- _TASK GOAL_
Restate each line word for word. Leave out every picture.

## begin

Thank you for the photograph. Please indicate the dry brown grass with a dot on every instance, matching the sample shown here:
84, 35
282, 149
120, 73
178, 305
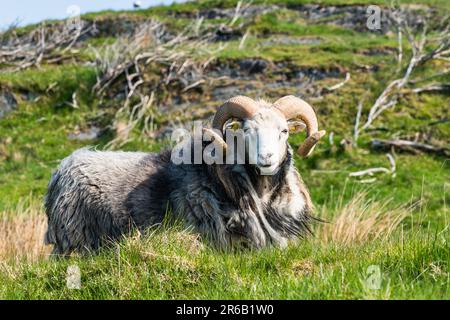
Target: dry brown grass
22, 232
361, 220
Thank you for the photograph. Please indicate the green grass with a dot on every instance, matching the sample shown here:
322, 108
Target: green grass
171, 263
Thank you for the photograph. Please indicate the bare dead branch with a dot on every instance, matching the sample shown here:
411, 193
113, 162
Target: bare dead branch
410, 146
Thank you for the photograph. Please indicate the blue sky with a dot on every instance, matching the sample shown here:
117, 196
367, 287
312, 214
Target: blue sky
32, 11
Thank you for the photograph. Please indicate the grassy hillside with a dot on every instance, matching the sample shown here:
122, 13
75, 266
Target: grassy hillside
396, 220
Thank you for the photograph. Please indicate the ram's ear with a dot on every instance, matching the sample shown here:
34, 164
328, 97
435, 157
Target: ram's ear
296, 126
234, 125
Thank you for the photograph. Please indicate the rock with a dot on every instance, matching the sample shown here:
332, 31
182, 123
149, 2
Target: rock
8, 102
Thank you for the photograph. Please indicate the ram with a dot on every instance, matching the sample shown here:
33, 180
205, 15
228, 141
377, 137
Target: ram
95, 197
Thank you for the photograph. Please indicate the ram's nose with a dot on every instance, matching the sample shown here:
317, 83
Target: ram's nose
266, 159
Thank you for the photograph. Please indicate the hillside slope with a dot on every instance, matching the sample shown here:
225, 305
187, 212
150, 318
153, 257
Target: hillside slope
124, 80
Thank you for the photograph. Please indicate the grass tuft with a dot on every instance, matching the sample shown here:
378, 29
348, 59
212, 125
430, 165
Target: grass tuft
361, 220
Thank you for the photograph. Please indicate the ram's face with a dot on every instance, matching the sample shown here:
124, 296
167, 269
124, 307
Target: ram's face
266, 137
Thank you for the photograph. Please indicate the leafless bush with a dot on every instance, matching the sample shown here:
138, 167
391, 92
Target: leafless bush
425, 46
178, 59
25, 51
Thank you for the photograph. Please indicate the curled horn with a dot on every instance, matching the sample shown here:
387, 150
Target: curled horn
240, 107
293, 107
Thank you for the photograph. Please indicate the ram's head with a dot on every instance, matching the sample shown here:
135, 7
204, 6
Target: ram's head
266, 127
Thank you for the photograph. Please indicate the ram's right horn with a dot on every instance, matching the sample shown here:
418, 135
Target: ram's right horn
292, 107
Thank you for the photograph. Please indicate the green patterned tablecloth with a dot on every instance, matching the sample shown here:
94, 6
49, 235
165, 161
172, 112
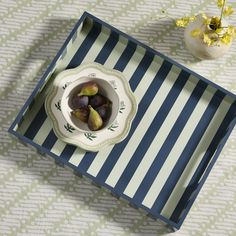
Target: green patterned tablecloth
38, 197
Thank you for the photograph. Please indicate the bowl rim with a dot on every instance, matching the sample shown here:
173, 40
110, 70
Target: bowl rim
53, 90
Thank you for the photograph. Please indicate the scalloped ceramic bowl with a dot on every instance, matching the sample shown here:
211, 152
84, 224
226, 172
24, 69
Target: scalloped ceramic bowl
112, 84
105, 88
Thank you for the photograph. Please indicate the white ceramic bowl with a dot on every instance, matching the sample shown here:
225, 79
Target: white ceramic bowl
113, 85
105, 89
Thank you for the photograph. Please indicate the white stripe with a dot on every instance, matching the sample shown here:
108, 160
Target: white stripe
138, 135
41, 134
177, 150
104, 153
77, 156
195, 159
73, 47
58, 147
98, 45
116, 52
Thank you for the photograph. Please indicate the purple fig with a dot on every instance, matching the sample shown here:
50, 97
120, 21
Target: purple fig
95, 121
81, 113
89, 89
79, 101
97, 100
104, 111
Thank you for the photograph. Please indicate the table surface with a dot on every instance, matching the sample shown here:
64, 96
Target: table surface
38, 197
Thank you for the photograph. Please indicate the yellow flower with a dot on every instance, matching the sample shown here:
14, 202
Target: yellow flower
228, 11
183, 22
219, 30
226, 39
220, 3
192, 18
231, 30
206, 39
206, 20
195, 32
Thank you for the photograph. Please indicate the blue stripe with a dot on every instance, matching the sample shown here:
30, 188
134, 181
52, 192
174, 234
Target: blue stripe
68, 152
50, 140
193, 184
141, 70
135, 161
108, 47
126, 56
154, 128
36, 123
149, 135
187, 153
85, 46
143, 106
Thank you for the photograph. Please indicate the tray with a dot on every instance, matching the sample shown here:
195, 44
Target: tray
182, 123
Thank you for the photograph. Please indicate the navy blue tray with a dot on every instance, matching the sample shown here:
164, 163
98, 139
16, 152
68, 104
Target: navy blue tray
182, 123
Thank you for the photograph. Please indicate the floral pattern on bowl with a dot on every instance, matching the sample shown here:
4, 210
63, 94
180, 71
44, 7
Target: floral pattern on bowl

## end

- _TASK RESPONSE_
Thank you for the photograph. Please indicate the dry brown grass with a dot on every instance, matching the sample shown here:
84, 35
282, 149
120, 73
178, 305
Target: dry brown grass
22, 232
361, 220
Thank you for the photograph. Please indicate the green grass with a dot on every instance, matching the sample shown here:
322, 108
Target: green grass
171, 263
Thank you for the photograph. Please indicate the bare dead branch with a dot on every instance, matching the sample shown here:
411, 193
113, 162
Target: bare dead branch
410, 146
Thank you for the photograph. Please indicate the blue sky with a dot on every instance, matching the sample shown here:
117, 196
367, 287
312, 214
Target: blue sky
32, 11
Thank you for the photograph. Please indicate the grassy hillside with a dot on every instance, matching the sample shown here:
122, 13
75, 266
Target: grassy hillside
396, 220
Thank you for the photograph. Please indicate the ram's ear with a dot on every instance, matching the sample shown here:
34, 164
328, 97
435, 157
Target: ram's ear
296, 126
234, 125
Thank you for the photograph. Please indicate the rock with a dot on every instance, matching the sample shown here:
332, 31
182, 123
149, 2
Target: rock
8, 102
Thank you for the photograph. Please indicate the ram with a dot on every instance, matching the sample shown here:
33, 180
205, 15
228, 141
377, 137
Target: ram
95, 197
Thank you for the photograph. Please indicate the ram's nose with a dot on every instance, matching the sample shown here:
317, 83
Target: ram's nose
266, 159
Thank you for the photograph. Please indicate the hillside slope with a dot on every instance, matching the sample shown here:
225, 305
187, 212
150, 318
153, 257
Target: hillside slope
124, 80
Thank you for the photograph. Please indicate the grass tuft with a dot on every instance, matching the sample shown here:
378, 29
348, 59
212, 125
430, 165
Target: grass tuft
361, 220
Thank you for the photograph. Please indicate the ram's face with a dot on every instance, matching the sample shown here:
124, 296
167, 269
124, 307
Target: ram's face
266, 137
Thank you for the photograph. Please indicate the leafless bush with a dot on every instance, matching the sample shown here:
138, 167
391, 92
Target: leafless bush
425, 46
178, 59
25, 51
Thank you for the photograph. Please indicate the curled horn with a dot on every instance, matching the sample shown here:
387, 150
Target: curled horn
240, 107
293, 107
Thank you for the photograph. Please indicate the ram's head with a dot on every instance, matching the sample shown here:
135, 7
204, 6
Target: ram's head
266, 127
Thank you for the photograph. Please indicate the ram's right horn with a dot on every instance, matching the sample shown here:
418, 135
Target: ram's right horn
292, 107
Thank you for the photograph. Please indicate the green patterned tablecloth with a dot on every instance, matching the sample shown here:
94, 6
49, 235
165, 161
172, 112
Target: green patterned tablecloth
38, 197
Thank you for the photograph. Please indicate the bowl rim with a dot on every instance, matching the sample shown here:
173, 40
110, 70
Target: bowl rim
53, 90
Thank you for the photograph. Please indicate the scalloped ceramic bowl with a dot on every instance, matching the sample shown here:
211, 152
84, 224
226, 172
24, 69
Target: scalloped ceramic bowl
112, 84
105, 88
Thank you for the photograph. Please indicate the white ceramic bowl with a dot on every instance, matching the sample shown here:
225, 79
Target: white ceramic bowl
113, 85
105, 89
Thank you for the photograph. Please indicate the white stripe with a dot on every instance, matching the sample shown here:
108, 160
Target: white stripe
138, 135
41, 134
177, 150
104, 153
77, 156
195, 159
73, 47
58, 147
98, 45
116, 52
Thank you for the photograph. Please indicate the purple fig with a dot on every instance, matching the sample shown here:
50, 97
120, 21
Target: purple fig
95, 121
81, 113
89, 89
79, 101
97, 100
104, 111
Thank you for the photograph. Please indicate the table surface with a dot on every instance, matching the sample shown here:
64, 96
Target: table surface
38, 197
Thank you for the photograph. Please indicate the yellow flower with a dot on every instance, matching the sample shown here:
14, 202
Target: yellow flower
228, 11
183, 22
219, 30
226, 39
220, 3
192, 18
231, 30
206, 39
206, 20
195, 32
Thank you for the photograph. Please indicate the blue stripe with a dot on every instance, matching the sample shown here:
30, 188
134, 181
52, 192
174, 234
Target: blue stripe
68, 152
50, 140
193, 184
141, 70
135, 161
108, 47
126, 56
154, 128
36, 123
149, 135
187, 153
85, 46
143, 106
Thank you for the photograph. Please indicate the tray with a dot on every instance, matching the sample shown here:
195, 44
Target: tray
182, 123
Thank you for the photograph. Please indicate the navy blue tray with a dot on every instance, matching the sample shown here:
164, 163
98, 139
16, 152
68, 104
Target: navy blue tray
182, 123
Thank you for the photograph. Please indicate the floral pattern on bowl with a dot on every instance, matching the sample shown here:
4, 210
63, 94
180, 71
44, 7
Target: floral pattern on bowl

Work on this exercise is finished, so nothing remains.